Short problem A: Rewrite the stretch of the book review from "Prenna and the" through "falls for Ethan.", swapping "plague" for "pandemic".
Short problem B:
Answer these questions using the book review:
(i) Whose lives will the plague take?
(ii) How many years does the book skip, and what happens during them?
(iii) How much time remained before the world went to crap?

* Begin Provided text *

Prenna and the others who escaped to the present day must follow a strict set of rules. Prenna does as she's told, believing she can help prevent the plague that will one day ravage the earth and take the lives of her younger brothers. But everything changes when she falls for Ethan. 
She might be able to save the world ... if she lets go of the one thing she's found to hold on to.


This book wasn't terrible but the trouble was I just never cared about any of it at any point. I wasn't bothered about the characters, never connected to them, and because the book skips the 2 years where the main characters fall in love, the romance just felt flimsy, and I as a reader never fell for Ethan because I never read through Prenna doing the same. Another thing was this book had no real sense of urgency - there were less than 24 hours until the world went to crap, but they were out buying bathing suits and lounging on beaches and playing cards. It all felt distant, not dangerous or thrilling. But overall it's not a bad book - some parts are exciting, the time travel parts aren't bad, and I liked the whole controlling higher powers of Prenna's community thing, and kinda wish we saw more of this. That danger felt really vital and threatening at that point, until it suddenly petered off and didn't. The book went downhill from there, and concluded with a really un-fulfilling ending.

* End Provided text *
* Begin Supplied data *

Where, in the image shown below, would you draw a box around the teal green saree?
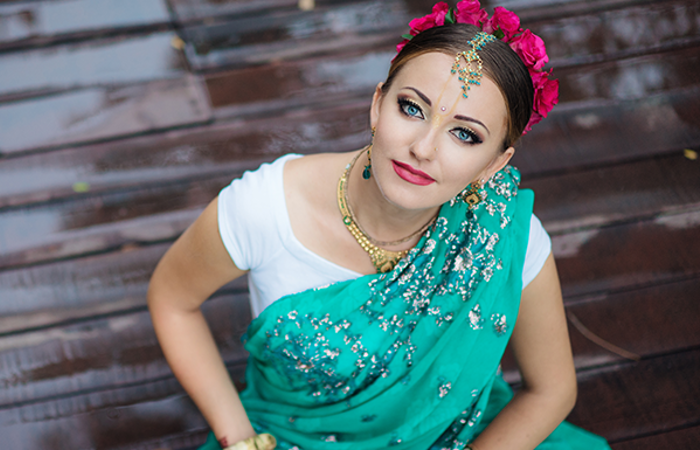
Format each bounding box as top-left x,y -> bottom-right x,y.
201,167 -> 609,450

* End Supplied data *

Full output A:
Prenna and the others who escaped to the present day must follow a strict set of rules. Prenna does as she's told, believing she can help prevent the pandemic that will one day ravage the earth and take the lives of her younger brothers. But everything changes when she falls for Ethan.

Full output B:
(i) The lives of Prenna's younger brothers.
(ii) Two years, during which the main characters fall in love.
(iii) Less than 24 hours.